● **Aim**:
Copy the following material line for line, without changing anything.

Stored entries
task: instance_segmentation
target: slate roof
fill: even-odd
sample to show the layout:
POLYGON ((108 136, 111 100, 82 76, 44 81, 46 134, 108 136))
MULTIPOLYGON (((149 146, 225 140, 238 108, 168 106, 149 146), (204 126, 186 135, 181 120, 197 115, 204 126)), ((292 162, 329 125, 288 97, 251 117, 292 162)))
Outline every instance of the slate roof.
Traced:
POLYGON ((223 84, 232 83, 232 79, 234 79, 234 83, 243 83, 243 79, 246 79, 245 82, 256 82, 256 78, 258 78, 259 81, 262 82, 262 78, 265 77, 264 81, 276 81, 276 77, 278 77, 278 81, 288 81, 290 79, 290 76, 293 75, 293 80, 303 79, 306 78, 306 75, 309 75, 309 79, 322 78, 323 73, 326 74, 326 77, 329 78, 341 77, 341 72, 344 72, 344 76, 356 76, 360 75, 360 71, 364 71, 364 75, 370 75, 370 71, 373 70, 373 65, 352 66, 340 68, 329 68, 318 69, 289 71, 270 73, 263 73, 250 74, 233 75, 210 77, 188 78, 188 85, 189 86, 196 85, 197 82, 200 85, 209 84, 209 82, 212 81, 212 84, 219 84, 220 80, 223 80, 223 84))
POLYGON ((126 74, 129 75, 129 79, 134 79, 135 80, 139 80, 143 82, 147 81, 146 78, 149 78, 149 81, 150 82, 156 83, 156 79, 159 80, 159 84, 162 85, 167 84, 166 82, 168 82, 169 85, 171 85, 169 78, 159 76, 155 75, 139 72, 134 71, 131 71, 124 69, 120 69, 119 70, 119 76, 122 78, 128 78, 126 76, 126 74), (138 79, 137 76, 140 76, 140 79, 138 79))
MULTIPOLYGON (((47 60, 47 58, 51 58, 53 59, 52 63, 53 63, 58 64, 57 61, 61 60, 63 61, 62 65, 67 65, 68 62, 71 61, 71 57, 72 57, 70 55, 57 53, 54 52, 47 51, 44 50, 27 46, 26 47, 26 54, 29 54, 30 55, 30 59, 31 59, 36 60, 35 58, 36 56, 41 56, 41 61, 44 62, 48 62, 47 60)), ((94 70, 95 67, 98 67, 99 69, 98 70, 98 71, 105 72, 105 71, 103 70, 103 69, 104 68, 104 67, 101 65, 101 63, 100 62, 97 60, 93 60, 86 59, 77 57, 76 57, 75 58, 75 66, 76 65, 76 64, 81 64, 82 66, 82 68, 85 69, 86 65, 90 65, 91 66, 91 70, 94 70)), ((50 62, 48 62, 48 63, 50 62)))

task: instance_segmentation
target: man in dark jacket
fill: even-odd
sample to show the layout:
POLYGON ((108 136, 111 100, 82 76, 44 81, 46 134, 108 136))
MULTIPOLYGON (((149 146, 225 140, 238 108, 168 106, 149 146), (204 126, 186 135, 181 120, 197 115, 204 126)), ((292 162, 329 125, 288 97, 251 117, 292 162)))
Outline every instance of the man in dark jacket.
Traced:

● **Task output**:
task: instance_segmentation
target: slate roof
fill: even-odd
sample to show the layout:
POLYGON ((108 136, 111 100, 82 76, 44 81, 46 134, 108 136))
MULTIPOLYGON (((149 146, 225 140, 238 108, 168 106, 149 146), (204 126, 186 135, 181 120, 197 115, 204 126)), ((292 162, 329 125, 288 97, 251 117, 292 162)))
Outline every instance of the slate roof.
Traced:
POLYGON ((223 84, 232 83, 232 79, 234 79, 234 83, 243 83, 243 79, 246 79, 245 82, 256 82, 256 78, 258 78, 259 81, 262 82, 262 78, 265 77, 264 81, 276 81, 276 77, 278 77, 278 81, 288 81, 290 79, 290 76, 293 75, 293 80, 303 79, 306 78, 306 75, 309 75, 309 79, 322 78, 323 73, 326 74, 326 77, 329 78, 341 77, 341 72, 344 72, 344 76, 356 76, 360 75, 360 71, 364 71, 364 75, 370 75, 370 71, 373 70, 373 65, 352 66, 340 68, 329 68, 318 69, 289 71, 270 73, 263 73, 250 74, 233 75, 210 77, 188 78, 188 85, 189 86, 196 85, 197 82, 200 85, 209 84, 209 82, 212 81, 212 84, 219 84, 220 80, 223 80, 223 84))
POLYGON ((126 74, 129 75, 129 79, 134 79, 135 80, 139 80, 143 82, 147 81, 146 78, 149 78, 149 81, 150 82, 156 83, 156 79, 159 80, 159 84, 162 85, 167 84, 166 82, 168 82, 169 85, 171 85, 169 78, 159 76, 155 75, 139 72, 134 71, 131 71, 124 69, 120 69, 119 70, 119 76, 122 78, 128 78, 126 76, 126 74), (138 79, 137 76, 140 76, 140 79, 138 79))
MULTIPOLYGON (((47 60, 47 58, 51 58, 53 59, 52 63, 53 63, 58 64, 57 61, 61 60, 63 61, 62 65, 67 65, 68 62, 71 61, 71 57, 72 57, 70 55, 57 53, 54 52, 47 51, 44 50, 27 46, 26 47, 26 54, 29 54, 30 55, 30 59, 31 59, 36 60, 35 58, 36 56, 41 56, 41 61, 44 62, 48 62, 47 60)), ((94 70, 95 67, 98 67, 99 69, 98 70, 98 71, 105 72, 105 71, 103 70, 103 69, 104 68, 104 67, 101 65, 101 63, 100 62, 97 60, 93 60, 86 59, 77 57, 76 57, 75 58, 75 66, 76 65, 76 64, 81 64, 82 66, 82 68, 85 69, 86 65, 90 65, 91 66, 91 70, 94 70)), ((50 62, 48 62, 48 63, 50 62)))

task: instance_segmentation
target: man in dark jacket
fill: even-odd
sample to show the layout:
POLYGON ((108 136, 111 100, 82 76, 44 81, 46 134, 108 136))
MULTIPOLYGON (((149 146, 225 140, 238 108, 168 106, 149 146), (204 126, 186 135, 181 120, 197 115, 204 126)), ((292 162, 329 125, 288 97, 251 117, 292 162)))
Outline every instance of the man in dark jacket.
Traced:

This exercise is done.